■ Texto fornecido:
::::::

O post dessa semana trata de um assunto polêmico: DROGAS.
Aparentemente deixamos a Literatura e o Cinema de lado pra falar de algo que esteve
presente em todos os tipos de civilização e está em nosso dia-a-dia, nos bares,
nas faculdades, nos comerciais de televisão, nos filmes e dentro da sua própria
casa.
O documentário acima, Quebrando o Tabu (2011), é encabeçado
por ninguém mais ninguém menos que o nosso ex-presidente tucano Fernando
Henrique Cardoso, e produzido por Luciano Huck. Sim, ele mesmo, Luciano Huck
produzindo um documentário que debate o uso controlado de drogas e discute essa
questão, apesar de não aparecer dando nenhum tipo de depoimento.
Tratar a questão como papo de viciado ou papo de maconheiro
é ter uma visão superficial e equivocada do assunto. Legar aos usuários a culpa
por tudo que envolve o consumo e o tráfico de drogas é uma maneira rasa de ver
a questão, tirando toda a culpa de um Estado omisso. Se você acredita ser o
usuário quem “financia essa porra”, como diria Capitão Nascimento, você está
pensando exatamente como os meios de comunicação de massa querem que você
pense.
O fato do governo não investir em educação para que as
crianças da periferia não tenham que se render ao tráfico nunca é colocado em
pauta; o fato de o governo não investir na qualificação da polícia não é
questionado; o fato de o governo ter um sistema prisional precário que não
recupera seus presos, também não é levado em consideração. Resta assim colocar
a culpa em alguém sem cara, sem identidade, ou seja, no usuário. Isenta-se a
culpa do governo, pois tudo isso não aconteceria se não existisse o usuário.
Será mesmo?
Pior do que ser contra ou a favor a legalização ou a
descriminalização das drogas, é a hipocrisia que envolve essa discussão, e aqui
entramos numa questão de um discurso vinculado pela televisão que se beneficia
com as desgraças promovidas pelo tráfico de drogas. Policiais invadindo favelas
em busca de traficantes se transforma em novela das oito; usuários presos se
transformam em Judas apedrejados por jornalistas defendendo pena de morte e
outras besteiras por aí. É interessante para os meios de comunicação tratar
superficialmente a questão da legalização ou descriminalização das drogas.
Muitas vezes, as pessoas que não querem discutir a questão
mal sabem sobre o assunto, mal sabem o que é que se está sendo discutido ou
proposto, não têm a mínima ideia de que os antidepressivos, remédios para
dormir, remédios para acordar, álcool, tabaco, cafeína, açúcar, entre outras
drogas, têm uma única diferença em relação à maconha: são liberados, são
socialmente aceitos. Efeitos colaterais todos têm, sendo que algumas das
substâncias citadas têm mais efeitos do que a própria maconha.

::::::

■ Instrução da tarefa 1:
Indique se cada afirmação abaixo concorda com o texto sobre drogas, respondendo sim ou não e citando literalmente as palavras do texto que decidem a questão.
(a) O documentário Quebrando o Tabu foi produzido por Luciano Huck.
(b) Luciano Huck dá depoimento no documentário.
(c) O texto diz que o álcool, o tabaco e outras drogas citadas se diferenciam da maconha por serem liberados e socialmente aceitos.
■ Instrução da tarefa 2: Por favor, transcreva do texto sobre drogas o trecho que vai de "Aparentemente deixamos a" até "tipo de depoimento.".
Baseie-se apenas no texto sobre drogas.

■ Dados fornecidos:

::::::

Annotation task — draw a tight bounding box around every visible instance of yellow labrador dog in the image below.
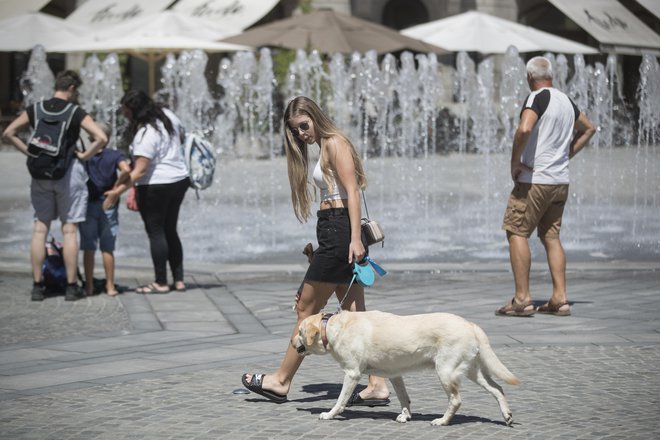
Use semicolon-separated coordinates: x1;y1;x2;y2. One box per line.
292;311;520;425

::::::

■ Resposta esperada 1:
(a) Sim: "e produzido por Luciano Huck".
(b) Não: "apesar de não aparecer dando nenhum tipo de depoimento".
(c) Sim: "têm uma única diferença em relação à maconha: são liberados, são socialmente aceitos".

■ Resposta esperada 2:
Aparentemente deixamos a Literatura e o Cinema de lado pra falar de algo que esteve
presente em todos os tipos de civilização e está em nosso dia-a-dia, nos bares,
nas faculdades, nos comerciais de televisão, nos filmes e dentro da sua própria
casa.
O documentário acima, Quebrando o Tabu (2011), é encabeçado
por ninguém mais ninguém menos que o nosso ex-presidente tucano Fernando
Henrique Cardoso, e produzido por Luciano Huck. Sim, ele mesmo, Luciano Huck
produzindo um documentário que debate o uso controlado de drogas e discute essa
questão, apesar de não aparecer dando nenhum tipo de depoimento.